- _Aim of the task_: Copy the rows below, requests included, starting at the row containing "Identify each pedestrian" and continuing through the last row, inclusive. Multiply every bounding-box coordinate by 0.75 and round each to a whole number, with halves rounded up.

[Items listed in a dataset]
-----
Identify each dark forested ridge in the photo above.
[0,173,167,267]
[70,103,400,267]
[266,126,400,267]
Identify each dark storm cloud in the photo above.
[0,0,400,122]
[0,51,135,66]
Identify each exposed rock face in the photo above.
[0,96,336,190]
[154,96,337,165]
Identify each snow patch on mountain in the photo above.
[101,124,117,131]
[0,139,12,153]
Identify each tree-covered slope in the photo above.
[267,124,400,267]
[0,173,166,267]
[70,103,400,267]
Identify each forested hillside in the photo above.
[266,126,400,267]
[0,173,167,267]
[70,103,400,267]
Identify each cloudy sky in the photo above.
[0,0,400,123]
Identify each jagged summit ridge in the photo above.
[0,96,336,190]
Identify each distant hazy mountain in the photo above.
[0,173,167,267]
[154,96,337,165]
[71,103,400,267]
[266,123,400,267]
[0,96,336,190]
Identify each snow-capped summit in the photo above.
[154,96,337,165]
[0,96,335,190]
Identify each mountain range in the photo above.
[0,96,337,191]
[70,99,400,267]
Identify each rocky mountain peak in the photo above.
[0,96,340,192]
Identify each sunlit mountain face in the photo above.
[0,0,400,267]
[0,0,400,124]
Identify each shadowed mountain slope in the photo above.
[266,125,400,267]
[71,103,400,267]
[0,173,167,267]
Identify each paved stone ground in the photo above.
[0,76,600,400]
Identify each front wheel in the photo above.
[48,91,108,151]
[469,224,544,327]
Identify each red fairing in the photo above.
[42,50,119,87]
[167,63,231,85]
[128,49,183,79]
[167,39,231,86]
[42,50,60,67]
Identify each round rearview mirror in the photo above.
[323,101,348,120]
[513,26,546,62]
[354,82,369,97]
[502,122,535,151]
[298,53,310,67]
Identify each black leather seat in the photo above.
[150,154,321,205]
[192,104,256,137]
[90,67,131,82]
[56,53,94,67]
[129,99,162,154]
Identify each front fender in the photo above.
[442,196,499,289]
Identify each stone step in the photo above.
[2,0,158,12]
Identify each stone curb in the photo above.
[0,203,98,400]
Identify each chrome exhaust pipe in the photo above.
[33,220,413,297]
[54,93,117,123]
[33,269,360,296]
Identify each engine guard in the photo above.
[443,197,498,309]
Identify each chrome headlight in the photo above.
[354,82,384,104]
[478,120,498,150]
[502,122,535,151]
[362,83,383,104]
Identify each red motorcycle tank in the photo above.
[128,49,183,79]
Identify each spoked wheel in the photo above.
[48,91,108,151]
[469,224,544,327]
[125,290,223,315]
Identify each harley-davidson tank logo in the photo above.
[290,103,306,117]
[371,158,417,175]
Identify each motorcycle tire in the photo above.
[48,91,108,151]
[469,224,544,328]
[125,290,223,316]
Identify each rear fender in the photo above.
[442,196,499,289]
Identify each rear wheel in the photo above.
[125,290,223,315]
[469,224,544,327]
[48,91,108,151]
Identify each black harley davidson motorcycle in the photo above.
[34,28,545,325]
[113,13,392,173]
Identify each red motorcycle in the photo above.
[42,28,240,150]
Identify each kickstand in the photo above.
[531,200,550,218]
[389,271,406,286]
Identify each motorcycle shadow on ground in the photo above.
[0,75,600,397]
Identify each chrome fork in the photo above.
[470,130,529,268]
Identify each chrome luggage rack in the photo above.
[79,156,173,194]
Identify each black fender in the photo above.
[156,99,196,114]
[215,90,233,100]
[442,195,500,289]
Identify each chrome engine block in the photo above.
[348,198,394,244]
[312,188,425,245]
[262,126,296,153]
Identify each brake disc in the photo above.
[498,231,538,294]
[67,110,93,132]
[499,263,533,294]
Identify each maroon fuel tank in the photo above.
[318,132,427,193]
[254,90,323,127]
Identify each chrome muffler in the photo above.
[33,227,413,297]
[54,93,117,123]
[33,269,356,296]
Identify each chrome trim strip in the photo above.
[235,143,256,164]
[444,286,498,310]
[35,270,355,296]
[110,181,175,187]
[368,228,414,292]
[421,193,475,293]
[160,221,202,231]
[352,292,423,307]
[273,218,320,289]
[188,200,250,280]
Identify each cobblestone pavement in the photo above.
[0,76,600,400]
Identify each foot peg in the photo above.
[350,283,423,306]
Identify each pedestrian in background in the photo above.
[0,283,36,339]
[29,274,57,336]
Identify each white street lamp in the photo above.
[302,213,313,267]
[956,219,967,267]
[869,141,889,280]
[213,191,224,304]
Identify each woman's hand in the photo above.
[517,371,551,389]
-----
- _Exercise result_:
Identify each pedestrian in background in the photo above.
[0,212,27,254]
[22,206,43,252]
Identify each white street lamp in the photo above.
[227,160,235,200]
[717,164,725,200]
[652,106,667,210]
[160,143,168,228]
Identify each woman's hand in the photo above.
[388,278,413,292]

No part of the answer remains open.